**Task to carry out:**
Can you return, word for word, the part of the post on caregiving and death between "Dear Christian caregiver, there" and "years after diagnosis.", inclusive?
Top of Excerpted passage
Sunday, August 7, 2016

A Subject We Like to Avoid

Dear Christian caregiver, there is a discussion we like to avoid.  It is a topic, however, that would be wise to discuss with the loved one for whom you are caring. It would be especially wise to discuss this topic with your loved one if she or he is terminally ill. That topic is death. 
     
My husband was diagnosed with a rare neurological disease called Multiple Systems Atrophy Type C in 2006. At the time of his diagnosis, a time frame of 6-10 years until death was thrown out. Any internet site I visited suggested the same time frame. In actuality, my husband only lived four and a half years after diagnosis. 
     
A few times during his illness, my husband would say that he did not think he had long to live. At the time I thought that those statements were merely depression speaking. This was logical in my mind, because depression can accompany neurological disease. I felt as if I did not want to feed into that depression. I would often say, “You don’t know that. You could outlive me.” 
     
Now I believe that was a wrong approach on my part. I believe I should have openly discussed with my husband his feelings about death. It most likely would have been helpful to him on an emotional level to have talked about this with me. It also could have been the source of some deep spiritual discussions, as my husband was a believer and a child of God. Further, it would have helped me to better know his wishes for the funeral and other matters.  I think my husband may have been more in tune with reality at that time than I. Perhaps I was in denial about how close to death he must be in view of his constant physical declines.
Bottom of Excerpted passage
Top of Data supplied
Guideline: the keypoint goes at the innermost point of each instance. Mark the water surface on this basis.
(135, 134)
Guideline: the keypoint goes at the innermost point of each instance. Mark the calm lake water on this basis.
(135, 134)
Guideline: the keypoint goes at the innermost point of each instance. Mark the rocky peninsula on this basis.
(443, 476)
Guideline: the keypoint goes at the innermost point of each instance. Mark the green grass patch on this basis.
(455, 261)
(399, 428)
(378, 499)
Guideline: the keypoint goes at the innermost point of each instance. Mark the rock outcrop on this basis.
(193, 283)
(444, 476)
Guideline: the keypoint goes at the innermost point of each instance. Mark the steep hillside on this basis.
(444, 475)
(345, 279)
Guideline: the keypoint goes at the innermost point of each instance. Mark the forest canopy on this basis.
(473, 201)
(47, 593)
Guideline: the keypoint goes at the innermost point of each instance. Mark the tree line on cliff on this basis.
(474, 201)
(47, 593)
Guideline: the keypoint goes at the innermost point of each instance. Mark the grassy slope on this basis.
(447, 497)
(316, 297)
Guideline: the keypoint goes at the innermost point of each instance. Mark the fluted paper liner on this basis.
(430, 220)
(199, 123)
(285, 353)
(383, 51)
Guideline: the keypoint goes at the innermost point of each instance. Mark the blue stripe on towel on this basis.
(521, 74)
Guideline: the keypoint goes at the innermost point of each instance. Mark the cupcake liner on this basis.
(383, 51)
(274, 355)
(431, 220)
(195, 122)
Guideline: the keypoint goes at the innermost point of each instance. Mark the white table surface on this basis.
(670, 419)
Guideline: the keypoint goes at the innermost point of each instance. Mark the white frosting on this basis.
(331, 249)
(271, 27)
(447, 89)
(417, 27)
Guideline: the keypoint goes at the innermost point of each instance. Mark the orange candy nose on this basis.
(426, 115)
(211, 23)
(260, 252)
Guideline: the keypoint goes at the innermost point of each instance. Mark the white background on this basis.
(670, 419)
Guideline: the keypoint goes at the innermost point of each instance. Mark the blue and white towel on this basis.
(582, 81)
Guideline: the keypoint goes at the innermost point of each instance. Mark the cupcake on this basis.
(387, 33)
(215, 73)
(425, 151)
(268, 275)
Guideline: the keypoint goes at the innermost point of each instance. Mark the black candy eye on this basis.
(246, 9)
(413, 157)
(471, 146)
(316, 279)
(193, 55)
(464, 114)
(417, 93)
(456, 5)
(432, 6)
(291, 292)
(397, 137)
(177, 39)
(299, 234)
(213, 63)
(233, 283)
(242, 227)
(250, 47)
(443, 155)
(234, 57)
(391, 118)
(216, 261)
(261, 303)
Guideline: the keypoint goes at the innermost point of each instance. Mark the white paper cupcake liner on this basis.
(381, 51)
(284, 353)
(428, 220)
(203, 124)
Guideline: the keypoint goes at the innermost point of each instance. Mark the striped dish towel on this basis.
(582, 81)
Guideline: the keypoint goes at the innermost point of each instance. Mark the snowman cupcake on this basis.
Bottom of Data supplied
**Task answer:**
Dear Christian caregiver, there is a discussion we like to avoid.  It is a topic, however, that would be wise to discuss with the loved one for whom you are caring. It would be especially wise to discuss this topic with your loved one if she or he is terminally ill. That topic is death. 
     
My husband was diagnosed with a rare neurological disease called Multiple Systems Atrophy Type C in 2006. At the time of his diagnosis, a time frame of 6-10 years until death was thrown out. Any internet site I visited suggested the same time frame. In actuality, my husband only lived four and a half years after diagnosis.